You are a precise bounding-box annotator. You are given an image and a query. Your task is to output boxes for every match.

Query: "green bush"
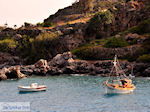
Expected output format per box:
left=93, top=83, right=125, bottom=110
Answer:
left=128, top=19, right=150, bottom=34
left=137, top=54, right=150, bottom=63
left=104, top=37, right=129, bottom=48
left=72, top=46, right=96, bottom=60
left=42, top=22, right=54, bottom=27
left=0, top=39, right=17, bottom=52
left=22, top=32, right=63, bottom=64
left=86, top=10, right=114, bottom=37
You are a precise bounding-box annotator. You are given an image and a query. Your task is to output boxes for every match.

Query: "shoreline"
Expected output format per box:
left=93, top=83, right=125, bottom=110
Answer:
left=0, top=52, right=150, bottom=80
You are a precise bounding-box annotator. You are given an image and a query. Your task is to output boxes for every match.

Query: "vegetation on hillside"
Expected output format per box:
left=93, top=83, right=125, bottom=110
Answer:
left=86, top=10, right=114, bottom=38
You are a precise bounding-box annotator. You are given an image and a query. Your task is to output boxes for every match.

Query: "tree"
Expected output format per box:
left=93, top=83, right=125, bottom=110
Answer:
left=5, top=22, right=8, bottom=27
left=79, top=0, right=94, bottom=13
left=14, top=25, right=17, bottom=29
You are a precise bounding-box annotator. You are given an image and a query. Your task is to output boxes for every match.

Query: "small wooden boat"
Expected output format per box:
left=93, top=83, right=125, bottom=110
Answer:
left=18, top=83, right=47, bottom=92
left=104, top=56, right=136, bottom=93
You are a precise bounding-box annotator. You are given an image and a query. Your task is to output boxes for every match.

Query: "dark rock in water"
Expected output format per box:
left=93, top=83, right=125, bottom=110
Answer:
left=0, top=66, right=26, bottom=80
left=0, top=52, right=150, bottom=80
left=0, top=52, right=23, bottom=69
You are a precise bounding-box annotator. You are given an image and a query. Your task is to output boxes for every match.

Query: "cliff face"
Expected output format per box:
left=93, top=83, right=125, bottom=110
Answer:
left=0, top=0, right=150, bottom=79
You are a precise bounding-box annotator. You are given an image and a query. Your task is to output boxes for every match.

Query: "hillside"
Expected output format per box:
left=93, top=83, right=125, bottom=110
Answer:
left=0, top=0, right=150, bottom=79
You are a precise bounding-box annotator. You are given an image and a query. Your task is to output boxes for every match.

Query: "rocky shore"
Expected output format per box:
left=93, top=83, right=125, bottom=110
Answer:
left=0, top=52, right=150, bottom=80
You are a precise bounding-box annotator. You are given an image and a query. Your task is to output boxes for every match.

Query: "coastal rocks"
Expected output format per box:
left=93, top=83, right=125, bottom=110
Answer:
left=49, top=52, right=73, bottom=67
left=134, top=63, right=150, bottom=77
left=125, top=33, right=146, bottom=44
left=34, top=59, right=49, bottom=74
left=0, top=52, right=23, bottom=69
left=0, top=66, right=26, bottom=80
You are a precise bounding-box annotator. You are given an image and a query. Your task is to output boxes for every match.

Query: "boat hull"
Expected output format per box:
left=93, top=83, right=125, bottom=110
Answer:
left=18, top=86, right=47, bottom=92
left=105, top=82, right=136, bottom=94
left=106, top=87, right=134, bottom=94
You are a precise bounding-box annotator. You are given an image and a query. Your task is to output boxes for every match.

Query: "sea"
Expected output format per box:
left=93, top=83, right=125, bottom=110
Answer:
left=0, top=76, right=150, bottom=112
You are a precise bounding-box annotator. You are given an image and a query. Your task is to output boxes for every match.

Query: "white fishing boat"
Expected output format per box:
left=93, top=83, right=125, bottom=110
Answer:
left=18, top=83, right=47, bottom=92
left=104, top=56, right=136, bottom=93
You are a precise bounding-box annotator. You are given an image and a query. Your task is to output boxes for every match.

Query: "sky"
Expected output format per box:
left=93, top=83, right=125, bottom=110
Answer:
left=0, top=0, right=75, bottom=27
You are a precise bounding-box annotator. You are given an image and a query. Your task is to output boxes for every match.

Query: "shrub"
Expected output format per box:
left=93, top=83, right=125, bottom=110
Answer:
left=142, top=36, right=150, bottom=53
left=42, top=22, right=54, bottom=27
left=0, top=39, right=17, bottom=52
left=22, top=32, right=63, bottom=64
left=137, top=54, right=150, bottom=63
left=86, top=10, right=114, bottom=37
left=104, top=37, right=129, bottom=48
left=72, top=46, right=98, bottom=60
left=128, top=19, right=150, bottom=34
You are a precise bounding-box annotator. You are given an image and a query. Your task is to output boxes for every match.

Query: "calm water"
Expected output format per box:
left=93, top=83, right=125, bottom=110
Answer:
left=0, top=76, right=150, bottom=112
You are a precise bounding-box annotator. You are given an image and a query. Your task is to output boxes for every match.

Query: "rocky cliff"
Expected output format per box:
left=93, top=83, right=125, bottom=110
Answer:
left=0, top=0, right=150, bottom=79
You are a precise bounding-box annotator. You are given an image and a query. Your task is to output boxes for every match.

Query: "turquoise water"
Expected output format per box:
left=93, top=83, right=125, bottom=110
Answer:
left=0, top=76, right=150, bottom=112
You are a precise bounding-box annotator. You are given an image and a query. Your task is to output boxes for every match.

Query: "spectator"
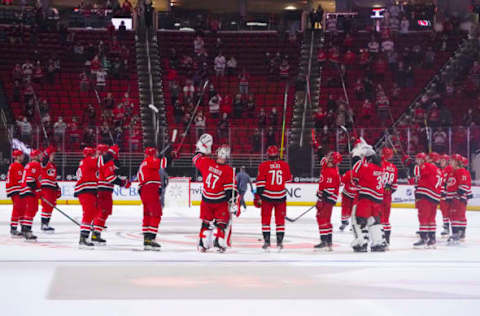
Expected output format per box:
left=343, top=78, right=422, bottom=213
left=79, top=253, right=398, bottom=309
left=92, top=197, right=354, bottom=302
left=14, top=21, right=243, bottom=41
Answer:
left=279, top=59, right=290, bottom=80
left=214, top=52, right=226, bottom=77
left=68, top=116, right=80, bottom=148
left=208, top=93, right=222, bottom=118
left=368, top=36, right=380, bottom=56
left=400, top=16, right=410, bottom=34
left=265, top=126, right=277, bottom=148
left=96, top=68, right=107, bottom=91
left=22, top=59, right=33, bottom=81
left=193, top=35, right=205, bottom=55
left=53, top=116, right=67, bottom=144
left=17, top=117, right=33, bottom=144
left=217, top=113, right=230, bottom=142
left=382, top=38, right=395, bottom=53
left=268, top=107, right=278, bottom=126
left=251, top=128, right=262, bottom=154
left=247, top=94, right=256, bottom=114
left=227, top=56, right=237, bottom=76
left=238, top=68, right=250, bottom=95
left=258, top=108, right=267, bottom=129
left=194, top=111, right=207, bottom=137
left=183, top=79, right=195, bottom=98
left=233, top=94, right=244, bottom=118
left=432, top=128, right=448, bottom=153
left=12, top=64, right=23, bottom=82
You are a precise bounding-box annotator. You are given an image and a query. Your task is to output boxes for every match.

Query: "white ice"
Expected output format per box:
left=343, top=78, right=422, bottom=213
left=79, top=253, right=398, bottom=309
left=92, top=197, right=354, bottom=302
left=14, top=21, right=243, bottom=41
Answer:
left=0, top=205, right=480, bottom=316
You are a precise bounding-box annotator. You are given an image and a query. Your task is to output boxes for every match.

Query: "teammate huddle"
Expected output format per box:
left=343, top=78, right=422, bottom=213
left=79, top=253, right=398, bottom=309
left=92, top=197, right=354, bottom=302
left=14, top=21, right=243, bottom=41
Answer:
left=6, top=134, right=472, bottom=252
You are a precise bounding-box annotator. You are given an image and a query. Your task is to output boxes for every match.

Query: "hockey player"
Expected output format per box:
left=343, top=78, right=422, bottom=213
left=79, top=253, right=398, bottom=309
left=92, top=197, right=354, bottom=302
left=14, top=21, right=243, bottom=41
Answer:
left=352, top=143, right=385, bottom=252
left=74, top=147, right=98, bottom=249
left=137, top=147, right=168, bottom=251
left=314, top=152, right=342, bottom=251
left=255, top=146, right=292, bottom=250
left=40, top=146, right=62, bottom=233
left=439, top=155, right=453, bottom=236
left=5, top=150, right=25, bottom=238
left=91, top=144, right=130, bottom=245
left=193, top=134, right=238, bottom=252
left=413, top=153, right=443, bottom=248
left=381, top=147, right=398, bottom=247
left=20, top=149, right=42, bottom=241
left=447, top=154, right=473, bottom=244
left=339, top=170, right=358, bottom=231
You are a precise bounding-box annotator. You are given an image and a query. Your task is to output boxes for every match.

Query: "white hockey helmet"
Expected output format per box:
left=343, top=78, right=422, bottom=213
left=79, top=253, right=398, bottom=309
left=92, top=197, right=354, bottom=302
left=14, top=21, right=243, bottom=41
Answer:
left=217, top=144, right=230, bottom=159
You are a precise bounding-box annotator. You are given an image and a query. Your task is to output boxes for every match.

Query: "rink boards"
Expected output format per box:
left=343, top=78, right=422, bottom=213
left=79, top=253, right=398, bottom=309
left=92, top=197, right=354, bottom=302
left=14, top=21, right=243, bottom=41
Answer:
left=0, top=181, right=480, bottom=210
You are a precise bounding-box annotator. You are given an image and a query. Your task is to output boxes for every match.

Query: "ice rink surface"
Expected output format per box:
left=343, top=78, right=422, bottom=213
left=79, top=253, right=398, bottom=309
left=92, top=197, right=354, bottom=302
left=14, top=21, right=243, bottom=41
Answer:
left=0, top=205, right=480, bottom=316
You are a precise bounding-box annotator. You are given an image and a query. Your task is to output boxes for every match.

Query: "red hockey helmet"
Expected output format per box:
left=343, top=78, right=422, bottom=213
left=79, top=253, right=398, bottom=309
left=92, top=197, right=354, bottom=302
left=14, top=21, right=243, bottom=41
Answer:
left=382, top=147, right=393, bottom=160
left=30, top=149, right=42, bottom=158
left=12, top=149, right=23, bottom=158
left=329, top=151, right=343, bottom=165
left=428, top=151, right=440, bottom=162
left=145, top=147, right=157, bottom=156
left=415, top=152, right=427, bottom=160
left=450, top=154, right=463, bottom=162
left=82, top=147, right=95, bottom=157
left=267, top=145, right=279, bottom=157
left=97, top=144, right=108, bottom=154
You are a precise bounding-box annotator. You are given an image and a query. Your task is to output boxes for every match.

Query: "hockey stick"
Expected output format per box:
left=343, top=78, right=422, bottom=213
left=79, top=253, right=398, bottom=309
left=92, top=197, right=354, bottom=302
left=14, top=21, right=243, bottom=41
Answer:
left=40, top=197, right=80, bottom=226
left=225, top=168, right=238, bottom=247
left=280, top=82, right=289, bottom=159
left=176, top=80, right=208, bottom=152
left=285, top=205, right=316, bottom=223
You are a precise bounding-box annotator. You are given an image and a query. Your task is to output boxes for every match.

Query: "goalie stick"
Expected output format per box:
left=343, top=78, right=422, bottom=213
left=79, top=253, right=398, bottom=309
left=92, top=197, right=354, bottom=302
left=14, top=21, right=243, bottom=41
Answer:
------------------------------------------------------------------------
Relevez chacune des lignes ci-dessus où figure le mot « boat », puis recopiez-les sans rien y changer.

RÉSULTAT:
Query: "small wooden boat"
Query: "boat hull"
Query: "white fishing boat"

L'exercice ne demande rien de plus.